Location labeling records

___

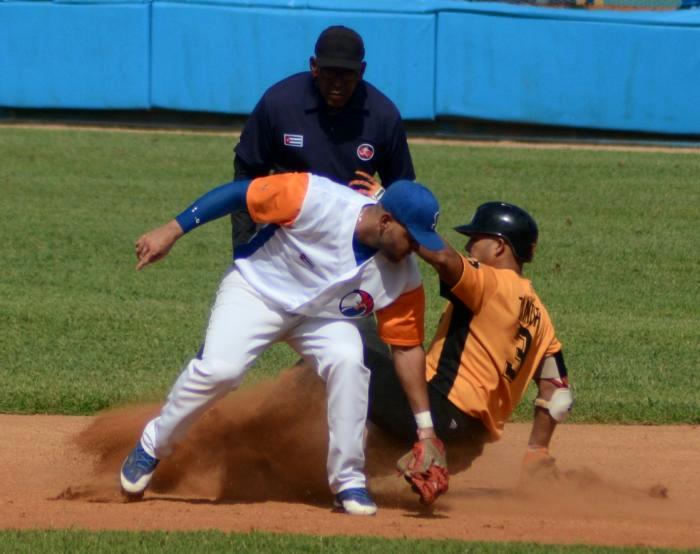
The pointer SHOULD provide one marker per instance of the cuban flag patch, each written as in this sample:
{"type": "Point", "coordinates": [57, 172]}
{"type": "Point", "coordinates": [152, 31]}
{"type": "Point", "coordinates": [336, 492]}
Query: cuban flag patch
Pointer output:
{"type": "Point", "coordinates": [296, 141]}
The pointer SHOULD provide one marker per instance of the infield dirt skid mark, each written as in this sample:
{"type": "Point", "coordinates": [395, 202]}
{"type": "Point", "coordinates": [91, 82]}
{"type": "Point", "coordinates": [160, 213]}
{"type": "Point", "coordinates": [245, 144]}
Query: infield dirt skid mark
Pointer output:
{"type": "Point", "coordinates": [246, 466]}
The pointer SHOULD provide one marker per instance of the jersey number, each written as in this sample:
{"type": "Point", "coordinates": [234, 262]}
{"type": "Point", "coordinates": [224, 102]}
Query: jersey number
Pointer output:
{"type": "Point", "coordinates": [525, 341]}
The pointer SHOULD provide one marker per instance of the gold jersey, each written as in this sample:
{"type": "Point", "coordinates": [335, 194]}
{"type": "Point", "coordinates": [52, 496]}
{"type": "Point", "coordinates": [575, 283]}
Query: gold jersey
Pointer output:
{"type": "Point", "coordinates": [492, 337]}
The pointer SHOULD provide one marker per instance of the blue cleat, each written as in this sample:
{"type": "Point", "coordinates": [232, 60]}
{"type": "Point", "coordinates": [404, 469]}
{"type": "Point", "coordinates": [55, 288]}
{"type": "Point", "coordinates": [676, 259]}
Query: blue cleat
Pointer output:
{"type": "Point", "coordinates": [137, 471]}
{"type": "Point", "coordinates": [356, 502]}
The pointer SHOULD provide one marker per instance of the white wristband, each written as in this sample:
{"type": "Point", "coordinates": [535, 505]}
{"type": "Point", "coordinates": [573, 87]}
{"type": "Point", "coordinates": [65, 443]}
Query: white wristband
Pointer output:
{"type": "Point", "coordinates": [378, 194]}
{"type": "Point", "coordinates": [424, 420]}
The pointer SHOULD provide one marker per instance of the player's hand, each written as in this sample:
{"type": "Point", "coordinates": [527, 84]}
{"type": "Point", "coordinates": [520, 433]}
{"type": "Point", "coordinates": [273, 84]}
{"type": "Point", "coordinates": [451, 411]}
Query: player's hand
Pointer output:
{"type": "Point", "coordinates": [156, 244]}
{"type": "Point", "coordinates": [425, 469]}
{"type": "Point", "coordinates": [367, 185]}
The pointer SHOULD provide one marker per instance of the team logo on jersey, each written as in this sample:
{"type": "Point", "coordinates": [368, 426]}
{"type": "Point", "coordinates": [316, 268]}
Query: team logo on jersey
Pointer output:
{"type": "Point", "coordinates": [297, 141]}
{"type": "Point", "coordinates": [365, 152]}
{"type": "Point", "coordinates": [357, 303]}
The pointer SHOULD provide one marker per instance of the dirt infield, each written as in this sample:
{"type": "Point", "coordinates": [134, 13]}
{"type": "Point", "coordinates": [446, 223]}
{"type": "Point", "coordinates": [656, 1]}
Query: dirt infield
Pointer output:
{"type": "Point", "coordinates": [621, 485]}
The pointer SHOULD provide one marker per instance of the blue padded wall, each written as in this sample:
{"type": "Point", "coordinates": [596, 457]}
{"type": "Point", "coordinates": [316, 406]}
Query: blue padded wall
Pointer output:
{"type": "Point", "coordinates": [74, 55]}
{"type": "Point", "coordinates": [221, 58]}
{"type": "Point", "coordinates": [635, 72]}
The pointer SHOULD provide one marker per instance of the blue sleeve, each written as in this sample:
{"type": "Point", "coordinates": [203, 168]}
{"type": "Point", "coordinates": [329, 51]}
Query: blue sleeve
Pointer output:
{"type": "Point", "coordinates": [214, 204]}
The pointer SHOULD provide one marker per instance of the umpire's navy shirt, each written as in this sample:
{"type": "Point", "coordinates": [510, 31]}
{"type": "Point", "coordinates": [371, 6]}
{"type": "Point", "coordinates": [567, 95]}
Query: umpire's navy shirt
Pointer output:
{"type": "Point", "coordinates": [293, 129]}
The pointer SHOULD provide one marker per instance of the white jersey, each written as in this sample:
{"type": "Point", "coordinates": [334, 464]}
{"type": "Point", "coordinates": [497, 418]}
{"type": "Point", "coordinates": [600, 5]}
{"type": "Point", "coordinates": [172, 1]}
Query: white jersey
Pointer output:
{"type": "Point", "coordinates": [307, 260]}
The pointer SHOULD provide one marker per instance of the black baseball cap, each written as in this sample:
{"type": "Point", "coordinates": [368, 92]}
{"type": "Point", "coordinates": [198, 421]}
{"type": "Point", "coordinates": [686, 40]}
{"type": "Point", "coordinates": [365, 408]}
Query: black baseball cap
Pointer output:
{"type": "Point", "coordinates": [340, 46]}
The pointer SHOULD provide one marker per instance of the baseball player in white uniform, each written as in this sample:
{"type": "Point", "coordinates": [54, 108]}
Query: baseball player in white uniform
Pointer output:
{"type": "Point", "coordinates": [325, 257]}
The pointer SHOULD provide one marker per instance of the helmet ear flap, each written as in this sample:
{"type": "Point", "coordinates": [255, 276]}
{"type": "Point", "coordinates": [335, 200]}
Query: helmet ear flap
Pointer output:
{"type": "Point", "coordinates": [511, 223]}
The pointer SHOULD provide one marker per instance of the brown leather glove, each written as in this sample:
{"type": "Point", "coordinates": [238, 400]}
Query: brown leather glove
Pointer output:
{"type": "Point", "coordinates": [425, 469]}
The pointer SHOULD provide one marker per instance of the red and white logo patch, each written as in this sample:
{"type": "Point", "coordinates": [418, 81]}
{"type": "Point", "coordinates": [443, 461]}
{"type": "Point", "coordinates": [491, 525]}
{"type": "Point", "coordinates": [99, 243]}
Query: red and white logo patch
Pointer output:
{"type": "Point", "coordinates": [365, 152]}
{"type": "Point", "coordinates": [297, 141]}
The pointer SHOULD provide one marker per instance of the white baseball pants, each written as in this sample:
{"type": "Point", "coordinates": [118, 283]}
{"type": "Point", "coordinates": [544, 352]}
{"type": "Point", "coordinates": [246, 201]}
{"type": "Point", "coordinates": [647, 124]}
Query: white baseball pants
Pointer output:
{"type": "Point", "coordinates": [241, 326]}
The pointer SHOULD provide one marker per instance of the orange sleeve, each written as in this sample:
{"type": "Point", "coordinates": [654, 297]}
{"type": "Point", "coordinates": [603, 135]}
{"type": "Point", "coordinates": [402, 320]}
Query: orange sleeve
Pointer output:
{"type": "Point", "coordinates": [277, 198]}
{"type": "Point", "coordinates": [402, 322]}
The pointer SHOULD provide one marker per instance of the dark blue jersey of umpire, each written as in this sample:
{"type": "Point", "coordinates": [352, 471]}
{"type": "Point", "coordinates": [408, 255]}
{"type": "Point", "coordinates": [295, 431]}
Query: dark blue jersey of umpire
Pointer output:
{"type": "Point", "coordinates": [293, 129]}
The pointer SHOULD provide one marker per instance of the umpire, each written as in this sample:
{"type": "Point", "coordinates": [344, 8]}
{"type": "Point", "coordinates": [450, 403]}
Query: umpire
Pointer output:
{"type": "Point", "coordinates": [328, 121]}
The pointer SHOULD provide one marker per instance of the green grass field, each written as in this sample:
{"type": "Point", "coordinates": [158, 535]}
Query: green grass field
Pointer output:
{"type": "Point", "coordinates": [83, 331]}
{"type": "Point", "coordinates": [79, 542]}
{"type": "Point", "coordinates": [617, 266]}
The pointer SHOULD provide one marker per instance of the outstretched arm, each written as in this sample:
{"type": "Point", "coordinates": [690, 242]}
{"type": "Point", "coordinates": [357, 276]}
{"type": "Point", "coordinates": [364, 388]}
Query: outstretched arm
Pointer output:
{"type": "Point", "coordinates": [409, 363]}
{"type": "Point", "coordinates": [156, 244]}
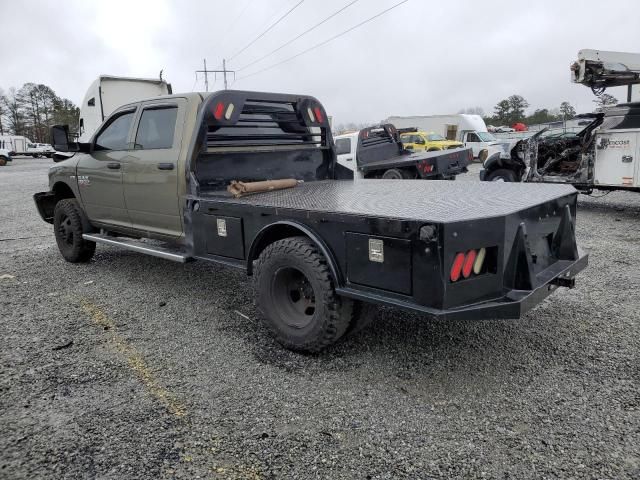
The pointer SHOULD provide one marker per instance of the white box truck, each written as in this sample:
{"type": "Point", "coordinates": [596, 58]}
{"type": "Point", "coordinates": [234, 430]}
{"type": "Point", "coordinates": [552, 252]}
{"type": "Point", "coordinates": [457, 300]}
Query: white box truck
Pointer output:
{"type": "Point", "coordinates": [468, 129]}
{"type": "Point", "coordinates": [19, 145]}
{"type": "Point", "coordinates": [109, 92]}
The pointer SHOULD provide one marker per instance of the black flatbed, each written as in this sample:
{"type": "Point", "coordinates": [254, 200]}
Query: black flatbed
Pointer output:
{"type": "Point", "coordinates": [438, 201]}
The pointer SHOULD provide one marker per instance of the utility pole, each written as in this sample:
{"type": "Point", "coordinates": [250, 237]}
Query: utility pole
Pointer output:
{"type": "Point", "coordinates": [224, 72]}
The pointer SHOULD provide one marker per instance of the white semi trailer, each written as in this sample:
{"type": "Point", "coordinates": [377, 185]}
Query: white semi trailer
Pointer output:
{"type": "Point", "coordinates": [605, 155]}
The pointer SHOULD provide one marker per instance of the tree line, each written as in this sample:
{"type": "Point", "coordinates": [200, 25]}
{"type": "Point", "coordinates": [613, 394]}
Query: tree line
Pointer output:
{"type": "Point", "coordinates": [512, 110]}
{"type": "Point", "coordinates": [32, 109]}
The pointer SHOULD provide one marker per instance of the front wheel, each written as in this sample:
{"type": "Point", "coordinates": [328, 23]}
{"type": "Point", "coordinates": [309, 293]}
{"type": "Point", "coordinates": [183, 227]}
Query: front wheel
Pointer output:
{"type": "Point", "coordinates": [396, 174]}
{"type": "Point", "coordinates": [69, 223]}
{"type": "Point", "coordinates": [502, 175]}
{"type": "Point", "coordinates": [296, 296]}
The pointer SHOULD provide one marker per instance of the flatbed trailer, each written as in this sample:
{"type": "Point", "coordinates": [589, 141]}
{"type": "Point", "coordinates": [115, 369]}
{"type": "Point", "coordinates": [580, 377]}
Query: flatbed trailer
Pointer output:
{"type": "Point", "coordinates": [325, 248]}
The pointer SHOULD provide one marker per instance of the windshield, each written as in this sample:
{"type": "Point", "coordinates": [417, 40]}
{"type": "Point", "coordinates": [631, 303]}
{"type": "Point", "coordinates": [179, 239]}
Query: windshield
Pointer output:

___

Everything from the line containing "of the flatbed" to the last line of the entries above should be quoted exactly, and only that.

## Response to the exercise
The pointer SHOULD provide one marker per instance of the flatbed trailer, each written as in this sample:
{"type": "Point", "coordinates": [589, 141]}
{"type": "Point", "coordinates": [115, 369]}
{"type": "Point", "coordinates": [580, 377]}
Query: flatbed trailer
Pointer output:
{"type": "Point", "coordinates": [325, 248]}
The pointer SHOULD provide one marker per instance of the windshield, each written as in this sample:
{"type": "Point", "coordinates": [417, 40]}
{"type": "Point", "coordinates": [631, 303]}
{"type": "Point", "coordinates": [179, 239]}
Query: windshield
Pointer output:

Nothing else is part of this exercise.